#### What to work on:
Gather up every line from the entries below that uses the word "branch".

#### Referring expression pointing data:
+++

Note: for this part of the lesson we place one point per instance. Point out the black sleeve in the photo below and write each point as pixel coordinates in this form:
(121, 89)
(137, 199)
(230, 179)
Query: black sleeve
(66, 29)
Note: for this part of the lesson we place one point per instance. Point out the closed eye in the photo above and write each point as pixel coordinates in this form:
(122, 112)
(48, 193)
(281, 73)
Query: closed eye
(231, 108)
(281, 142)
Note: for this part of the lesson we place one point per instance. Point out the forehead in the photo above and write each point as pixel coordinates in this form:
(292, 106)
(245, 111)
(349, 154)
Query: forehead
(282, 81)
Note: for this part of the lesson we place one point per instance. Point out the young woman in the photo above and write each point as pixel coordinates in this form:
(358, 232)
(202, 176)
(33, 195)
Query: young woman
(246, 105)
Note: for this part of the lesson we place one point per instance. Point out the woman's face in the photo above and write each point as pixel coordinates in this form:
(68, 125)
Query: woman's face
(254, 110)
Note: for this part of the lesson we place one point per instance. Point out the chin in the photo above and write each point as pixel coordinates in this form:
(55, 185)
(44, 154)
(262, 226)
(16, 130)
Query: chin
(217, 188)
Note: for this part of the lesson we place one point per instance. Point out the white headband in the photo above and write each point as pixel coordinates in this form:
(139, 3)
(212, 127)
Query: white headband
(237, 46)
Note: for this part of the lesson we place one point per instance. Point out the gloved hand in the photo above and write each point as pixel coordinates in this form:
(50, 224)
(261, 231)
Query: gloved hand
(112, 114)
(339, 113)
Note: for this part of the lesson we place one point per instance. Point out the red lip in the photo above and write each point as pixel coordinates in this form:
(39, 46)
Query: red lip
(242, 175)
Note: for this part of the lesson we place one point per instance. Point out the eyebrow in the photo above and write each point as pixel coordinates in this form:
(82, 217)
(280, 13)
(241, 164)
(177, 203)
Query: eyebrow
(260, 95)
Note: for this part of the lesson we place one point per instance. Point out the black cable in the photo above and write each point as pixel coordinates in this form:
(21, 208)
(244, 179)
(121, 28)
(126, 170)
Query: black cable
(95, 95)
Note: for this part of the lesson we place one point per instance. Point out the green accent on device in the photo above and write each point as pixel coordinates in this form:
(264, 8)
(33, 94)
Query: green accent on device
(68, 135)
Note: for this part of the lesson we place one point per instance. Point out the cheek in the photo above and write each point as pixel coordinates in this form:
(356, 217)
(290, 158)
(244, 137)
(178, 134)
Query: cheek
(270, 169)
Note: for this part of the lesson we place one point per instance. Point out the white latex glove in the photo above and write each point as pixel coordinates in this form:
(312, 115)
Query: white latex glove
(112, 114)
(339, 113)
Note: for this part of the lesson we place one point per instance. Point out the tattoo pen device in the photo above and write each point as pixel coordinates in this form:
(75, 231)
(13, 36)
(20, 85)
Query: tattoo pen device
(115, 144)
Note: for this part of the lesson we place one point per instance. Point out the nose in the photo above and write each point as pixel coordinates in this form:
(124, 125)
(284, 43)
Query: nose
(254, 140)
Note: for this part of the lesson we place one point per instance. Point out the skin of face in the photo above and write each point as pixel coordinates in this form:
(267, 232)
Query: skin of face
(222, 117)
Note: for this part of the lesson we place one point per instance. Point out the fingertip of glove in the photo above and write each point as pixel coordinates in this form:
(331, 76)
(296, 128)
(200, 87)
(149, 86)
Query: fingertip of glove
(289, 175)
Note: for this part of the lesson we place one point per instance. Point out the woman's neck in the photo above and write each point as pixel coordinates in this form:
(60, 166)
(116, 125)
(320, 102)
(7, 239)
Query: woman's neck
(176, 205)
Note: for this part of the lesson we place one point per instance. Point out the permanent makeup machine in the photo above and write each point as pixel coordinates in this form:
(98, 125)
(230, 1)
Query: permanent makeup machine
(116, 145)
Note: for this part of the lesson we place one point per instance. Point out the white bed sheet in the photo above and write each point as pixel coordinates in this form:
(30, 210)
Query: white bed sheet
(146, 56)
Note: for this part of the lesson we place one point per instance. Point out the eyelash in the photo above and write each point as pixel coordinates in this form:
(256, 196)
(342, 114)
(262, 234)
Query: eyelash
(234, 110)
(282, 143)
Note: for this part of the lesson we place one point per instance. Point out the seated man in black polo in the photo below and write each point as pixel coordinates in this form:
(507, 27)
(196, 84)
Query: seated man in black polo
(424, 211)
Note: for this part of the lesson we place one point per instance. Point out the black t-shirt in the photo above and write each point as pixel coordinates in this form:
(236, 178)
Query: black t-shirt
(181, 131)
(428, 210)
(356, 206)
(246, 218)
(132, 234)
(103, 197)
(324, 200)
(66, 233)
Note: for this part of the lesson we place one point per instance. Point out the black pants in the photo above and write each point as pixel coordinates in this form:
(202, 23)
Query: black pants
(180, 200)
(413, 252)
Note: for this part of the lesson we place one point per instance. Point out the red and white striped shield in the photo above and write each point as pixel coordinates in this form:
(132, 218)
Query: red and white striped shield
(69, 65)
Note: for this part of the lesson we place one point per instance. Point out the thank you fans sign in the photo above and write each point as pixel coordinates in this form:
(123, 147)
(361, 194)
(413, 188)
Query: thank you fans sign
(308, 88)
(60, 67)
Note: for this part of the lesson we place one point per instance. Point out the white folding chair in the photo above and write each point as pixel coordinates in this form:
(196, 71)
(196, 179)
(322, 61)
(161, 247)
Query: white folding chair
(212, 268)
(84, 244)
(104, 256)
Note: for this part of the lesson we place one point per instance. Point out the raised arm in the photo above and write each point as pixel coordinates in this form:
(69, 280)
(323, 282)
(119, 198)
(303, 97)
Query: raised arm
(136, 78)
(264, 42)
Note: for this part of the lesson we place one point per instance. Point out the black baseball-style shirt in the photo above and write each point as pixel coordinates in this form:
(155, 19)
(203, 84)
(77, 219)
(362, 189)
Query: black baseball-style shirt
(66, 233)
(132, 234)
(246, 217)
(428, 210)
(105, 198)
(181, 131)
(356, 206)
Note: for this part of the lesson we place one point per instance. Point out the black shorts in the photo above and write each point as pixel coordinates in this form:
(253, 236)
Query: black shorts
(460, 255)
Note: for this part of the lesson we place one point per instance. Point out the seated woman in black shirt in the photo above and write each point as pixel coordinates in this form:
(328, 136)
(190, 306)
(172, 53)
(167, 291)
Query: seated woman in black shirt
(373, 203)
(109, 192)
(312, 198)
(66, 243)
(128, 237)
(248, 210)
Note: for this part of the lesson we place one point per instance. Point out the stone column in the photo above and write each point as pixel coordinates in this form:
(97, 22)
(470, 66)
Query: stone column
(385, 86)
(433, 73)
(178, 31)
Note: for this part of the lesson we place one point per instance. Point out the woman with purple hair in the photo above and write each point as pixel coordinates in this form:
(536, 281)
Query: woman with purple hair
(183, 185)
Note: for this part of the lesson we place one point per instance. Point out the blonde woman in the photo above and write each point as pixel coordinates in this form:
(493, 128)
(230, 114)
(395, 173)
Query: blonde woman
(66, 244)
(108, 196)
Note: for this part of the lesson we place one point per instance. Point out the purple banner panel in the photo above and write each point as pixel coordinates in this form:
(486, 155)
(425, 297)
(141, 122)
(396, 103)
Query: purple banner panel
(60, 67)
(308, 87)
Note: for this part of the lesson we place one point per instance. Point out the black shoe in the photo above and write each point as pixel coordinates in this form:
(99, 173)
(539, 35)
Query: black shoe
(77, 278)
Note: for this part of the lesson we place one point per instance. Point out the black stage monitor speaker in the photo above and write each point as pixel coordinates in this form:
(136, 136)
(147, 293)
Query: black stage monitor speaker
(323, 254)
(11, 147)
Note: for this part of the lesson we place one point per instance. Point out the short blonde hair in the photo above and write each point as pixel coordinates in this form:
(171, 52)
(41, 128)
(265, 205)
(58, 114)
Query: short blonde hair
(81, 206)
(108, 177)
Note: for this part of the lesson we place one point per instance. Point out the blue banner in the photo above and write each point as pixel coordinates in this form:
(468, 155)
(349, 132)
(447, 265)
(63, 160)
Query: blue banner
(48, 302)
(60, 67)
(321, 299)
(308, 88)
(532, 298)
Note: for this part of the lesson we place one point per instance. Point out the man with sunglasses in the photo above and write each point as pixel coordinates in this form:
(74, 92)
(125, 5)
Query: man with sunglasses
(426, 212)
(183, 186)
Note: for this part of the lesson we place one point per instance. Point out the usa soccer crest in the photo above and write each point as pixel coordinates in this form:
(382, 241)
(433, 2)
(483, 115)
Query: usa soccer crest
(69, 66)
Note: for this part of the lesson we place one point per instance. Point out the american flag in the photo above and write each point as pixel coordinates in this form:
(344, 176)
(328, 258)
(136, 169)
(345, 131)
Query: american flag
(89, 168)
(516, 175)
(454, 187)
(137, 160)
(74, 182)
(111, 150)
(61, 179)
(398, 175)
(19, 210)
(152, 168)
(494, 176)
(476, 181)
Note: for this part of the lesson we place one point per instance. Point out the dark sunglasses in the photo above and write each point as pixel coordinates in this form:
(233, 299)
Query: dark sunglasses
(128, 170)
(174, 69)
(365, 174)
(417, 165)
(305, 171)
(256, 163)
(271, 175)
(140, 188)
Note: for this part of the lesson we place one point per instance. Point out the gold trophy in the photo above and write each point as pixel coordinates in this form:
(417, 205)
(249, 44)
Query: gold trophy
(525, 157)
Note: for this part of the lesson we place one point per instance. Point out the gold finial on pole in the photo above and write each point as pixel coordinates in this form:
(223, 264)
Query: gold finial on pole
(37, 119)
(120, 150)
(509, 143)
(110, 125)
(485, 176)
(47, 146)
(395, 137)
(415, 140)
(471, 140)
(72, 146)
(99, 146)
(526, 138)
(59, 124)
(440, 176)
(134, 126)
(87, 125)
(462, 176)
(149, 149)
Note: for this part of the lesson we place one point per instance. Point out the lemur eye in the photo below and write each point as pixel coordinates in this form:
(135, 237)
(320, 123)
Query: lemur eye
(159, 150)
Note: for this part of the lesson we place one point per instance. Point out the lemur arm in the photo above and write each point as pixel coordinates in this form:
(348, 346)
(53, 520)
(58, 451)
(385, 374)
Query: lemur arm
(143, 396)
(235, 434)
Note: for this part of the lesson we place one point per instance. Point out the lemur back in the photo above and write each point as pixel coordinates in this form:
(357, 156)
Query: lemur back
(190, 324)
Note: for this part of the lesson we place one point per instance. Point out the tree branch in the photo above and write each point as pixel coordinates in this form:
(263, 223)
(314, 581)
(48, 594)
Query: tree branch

+++

#### Answer:
Note: for this part of the lesson we place one point per instance. Point out the tree branch in the photo above and write each point as pixel coordinates in this form:
Query: tree branch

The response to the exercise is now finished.